* [DIE AUFGABEN]
(a) Wie hieß laut dem Text über Gounods Cäcilienmesse der Lehrer des Komponisten?
(b) Fass den Text über Gounods Cäcilienmesse in genau zwei Sätzen zusammen.
(c) Führe den Text über Gounods Cäcilienmesse nach seinem letzten Satz weiter.

* [AUSGEWÄHLTER TEXTAUSZUG]
───

Das Orchester wäre ja da, möchte man meinen. Doch es konzentriert sich an diesem Abend auf die große „Messe solennelle en l’honneur de Sainte Cécile“, die „Cäcilienmesse“ des vor 200 Jahren in Paris geborenen Komponisten Charles Gounod. Bis zu seinem Tod im Jahr 1893 beschäftigte sich der als Opernkomponist gefeierte, tief religiöse Künstler auch mit der Kirchenmusik. Viele Jahre zuvor war Gounods Lehrer Jean-François Lesueur gestorben, zu dessen Ehren eine Messe seines damals 20-jährigen Schülers aufgeführt wurde. Während eines längeren Italienaufenthalts hatte dieser sich intensiv mit der Musik Palestrinas und seinem Stil beschäftigt, was ihn zu eigenen derartigen Kompositionen inspirierte. Der Eindruck dieser Kirchenmusik war dabei so eminent, dass Gounod mit dem Gedanken spielte, selbst in den geistlichen Stand zu treten. In diese Zeit fällt auch der Beginn seiner Arbeit an der „Cäcilienmesse“, Musik zu Ehren der Schutzpatronin der Kirchenmusik.

───

* [BEREITGESTELLTE EINTRÄGE]
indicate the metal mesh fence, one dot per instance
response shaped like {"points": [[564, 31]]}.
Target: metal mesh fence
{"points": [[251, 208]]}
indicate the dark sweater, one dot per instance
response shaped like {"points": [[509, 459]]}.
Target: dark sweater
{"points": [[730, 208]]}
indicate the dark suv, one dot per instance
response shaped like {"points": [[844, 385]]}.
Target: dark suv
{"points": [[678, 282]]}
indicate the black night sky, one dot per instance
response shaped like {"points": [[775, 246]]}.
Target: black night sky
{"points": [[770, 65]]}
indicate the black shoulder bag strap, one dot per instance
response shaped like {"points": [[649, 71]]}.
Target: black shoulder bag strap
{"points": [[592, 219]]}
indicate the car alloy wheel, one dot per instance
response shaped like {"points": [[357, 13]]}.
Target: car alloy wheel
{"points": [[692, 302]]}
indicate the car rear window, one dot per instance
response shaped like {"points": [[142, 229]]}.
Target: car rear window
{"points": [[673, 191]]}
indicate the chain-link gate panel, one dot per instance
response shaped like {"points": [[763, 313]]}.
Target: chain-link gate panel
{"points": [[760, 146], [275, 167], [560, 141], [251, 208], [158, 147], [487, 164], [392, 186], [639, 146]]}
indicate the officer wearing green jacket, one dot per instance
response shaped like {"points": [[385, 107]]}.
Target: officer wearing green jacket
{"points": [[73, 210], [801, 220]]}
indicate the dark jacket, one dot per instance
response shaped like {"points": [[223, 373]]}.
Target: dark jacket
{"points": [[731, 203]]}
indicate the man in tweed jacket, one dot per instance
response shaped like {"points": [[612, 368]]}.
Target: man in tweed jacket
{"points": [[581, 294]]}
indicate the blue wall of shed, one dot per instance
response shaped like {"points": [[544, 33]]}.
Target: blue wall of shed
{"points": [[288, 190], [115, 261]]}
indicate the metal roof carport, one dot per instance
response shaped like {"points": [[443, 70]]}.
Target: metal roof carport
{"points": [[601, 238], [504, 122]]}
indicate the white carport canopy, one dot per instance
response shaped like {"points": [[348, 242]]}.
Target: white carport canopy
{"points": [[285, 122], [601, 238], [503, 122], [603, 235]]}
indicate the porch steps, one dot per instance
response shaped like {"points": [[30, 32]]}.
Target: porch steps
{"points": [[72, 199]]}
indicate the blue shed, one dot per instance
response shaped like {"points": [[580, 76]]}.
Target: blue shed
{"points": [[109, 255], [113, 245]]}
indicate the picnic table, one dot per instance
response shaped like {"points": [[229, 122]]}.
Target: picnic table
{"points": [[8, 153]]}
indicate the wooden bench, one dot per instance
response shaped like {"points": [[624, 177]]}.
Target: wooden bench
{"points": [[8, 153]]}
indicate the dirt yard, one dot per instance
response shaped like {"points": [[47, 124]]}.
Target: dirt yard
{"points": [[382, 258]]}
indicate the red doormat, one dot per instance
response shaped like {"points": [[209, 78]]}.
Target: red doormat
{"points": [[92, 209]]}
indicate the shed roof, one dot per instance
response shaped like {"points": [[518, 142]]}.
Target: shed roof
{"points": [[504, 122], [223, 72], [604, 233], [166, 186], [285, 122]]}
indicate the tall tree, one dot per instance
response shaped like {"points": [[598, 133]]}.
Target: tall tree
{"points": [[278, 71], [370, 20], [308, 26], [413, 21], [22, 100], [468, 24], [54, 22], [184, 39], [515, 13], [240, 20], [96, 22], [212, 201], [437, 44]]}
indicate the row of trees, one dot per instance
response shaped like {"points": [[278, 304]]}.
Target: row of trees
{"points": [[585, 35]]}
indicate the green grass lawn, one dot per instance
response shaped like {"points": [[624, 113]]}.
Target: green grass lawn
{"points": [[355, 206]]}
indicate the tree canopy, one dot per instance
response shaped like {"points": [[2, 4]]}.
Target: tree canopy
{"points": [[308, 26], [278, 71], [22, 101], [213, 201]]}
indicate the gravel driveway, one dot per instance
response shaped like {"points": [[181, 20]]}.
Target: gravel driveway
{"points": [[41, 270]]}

───

* [SCHRIFTLICHE ANTWORTEN]
(a) Jean-François Lesueur.

(b) An diesem Abend steht die „Cäcilienmesse“ von Charles Gounod im Mittelpunkt, einem vor 200 Jahren in Paris geborenen, als Opernkomponist gefeierten und tief religiösen Künstler, der sich bis zu seinem Tod 1893 auch mit Kirchenmusik beschäftigte. Bei einem längeren Aufenthalt in Italien beeindruckte ihn die Musik Palestrinas so stark, dass er daran dachte, in den geistlichen Stand zu treten, und in diese Zeit fällt auch der Beginn seiner Arbeit an der Messe zu Ehren der Schutzpatronin der Kirchenmusik.

(c)
Die Bekanntschaft mit dem Komponisten Hector Berlioz, wie Gounod ein Schüler Lesueurs, und der französischen Opernsängerin Pauline Viardot-Garcia hatte dem Komponisten zu einer größeren Weltläufigkeit verholfen, die sich in seiner Hinwendung zum Genre der Oper zeigte – und auch in der durchaus weltlichen Klanglichkeit und Orchestrierung der „Cäcilienmesse“: Der Komponist verlangt für den Harfenpart nicht weniger als sechs dieser Instrumente! Erhabene Schlichtheit geht mit opernhaft-dramatischen Elementen eine effektvolle klangliche Liaison ein, wozu auch der Einsatz von weit mensurierten Trompeten (die für die Orchester der französischen Romantik verwendeten Pistons entsprechen dem deutschen Flügelhorn), des 1850 neu entwickelten Oktobass‘ sowie der Kathedralorgel führt. Gounods Kollege Camille Saint-Saëns kommentierte seinen Eindruck von dessen bekanntester Messvertonung mit flammenden Worten: Ein Leuchten entströmte der Musik – zuerst sei man geblendet, dann verzaubert, dann überwältigt gewesen. Uraufgeführt wurde das Werk am Namenstag der Heiligen Cäcilie am 22. November 1855 in der Pariser Kirche St. Eustache.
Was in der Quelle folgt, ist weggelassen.